Rimango immobile mentre lo guardo esaminare in fretta i libri. Ne estrae uno, legge qualcosa all’interno e poi lo rimette a posto.
«Quando mi sono reso conto che i miei cari non sarebbero più tornati a casa, ho cominciato a pensare all’immane tragedia rappresentata non solo dalla loro morte ma dalla perdita del loro retaggio», continua. «Perché quando porti via un’intera famiglia, e muoiono tutti, chi racconterà le loro storie?»
«Nessuno», mormoro.
«Précisément. E quando questo succede è come se le loro vite fossero andate perse due volte. È così che ho cominciato a creare i miei archivi.» Prende un altro volume e stavolta gli si illuminano gli occhi. Sfoglia in fretta alcune pagine e si ferma su una. Rimane in silenzio per un attimo mentre legge.
«I suoi archivi?» domando.
Annuisce e mi mostra la pagina su cui si è fermato. Vedo una grafia quasi illeggibile su ordinate pagine a righe dai margini ingialliti. «I miei elenchi dei perduti. E dei ritrovati. E delle storie che li accompagnano.»
Indietreggio di un passo e osservo con timore reverenziale le sue librerie. «Tutti questi volumi sono i suoi elenchi?»
«Sì.»

**Dati forniti:**
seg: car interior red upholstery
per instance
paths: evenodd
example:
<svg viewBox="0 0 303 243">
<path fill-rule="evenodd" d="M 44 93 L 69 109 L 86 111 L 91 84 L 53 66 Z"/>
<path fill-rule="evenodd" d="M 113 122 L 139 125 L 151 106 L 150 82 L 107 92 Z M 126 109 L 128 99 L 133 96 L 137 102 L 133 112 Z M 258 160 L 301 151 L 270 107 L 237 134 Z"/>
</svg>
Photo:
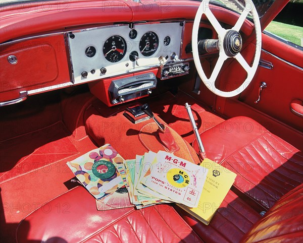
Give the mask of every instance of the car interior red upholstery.
<svg viewBox="0 0 303 243">
<path fill-rule="evenodd" d="M 303 48 L 264 30 L 291 3 L 252 0 L 253 19 L 249 0 L 203 0 L 195 20 L 201 2 L 1 1 L 1 242 L 303 241 Z M 197 70 L 224 55 L 215 92 Z M 204 155 L 237 174 L 210 224 L 173 203 L 97 210 L 67 162 L 110 144 L 199 164 L 185 103 Z M 128 118 L 144 104 L 164 131 Z"/>
<path fill-rule="evenodd" d="M 201 134 L 208 158 L 235 172 L 235 189 L 267 211 L 303 183 L 302 152 L 248 117 L 233 117 Z M 198 152 L 196 142 L 193 147 Z M 244 196 L 244 195 L 243 195 Z"/>
</svg>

**Consegna A:** Ricopia il brano sugli archivi dei perduti, da "Rimango immobile mentre" giù fino a "attimo mentre legge.".
**Consegna B:** Nel brano sugli archivi dei perduti, che cosa sono i suoi archivi secondo l'uomo che sfoglia i libri?
Le righe non sono necessarie.

**Risposta completa A:**
Rimango immobile mentre lo guardo esaminare in fretta i libri. Ne estrae uno, legge qualcosa all’interno e poi lo rimette a posto.
«Quando mi sono reso conto che i miei cari non sarebbero più tornati a casa, ho cominciato a pensare all’immane tragedia rappresentata non solo dalla loro morte ma dalla perdita del loro retaggio», continua. «Perché quando porti via un’intera famiglia, e muoiono tutti, chi racconterà le loro storie?»
«Nessuno», mormoro.
«Précisément. E quando questo succede è come se le loro vite fossero andate perse due volte. È così che ho cominciato a creare i miei archivi.» Prende un altro volume e stavolta gli si illuminano gli occhi. Sfoglia in fretta alcune pagine e si ferma su una. Rimane in silenzio per un attimo mentre legge.

**Risposta completa B:** Sono i suoi elenchi dei perduti e dei ritrovati, e delle storie che li accompagnano.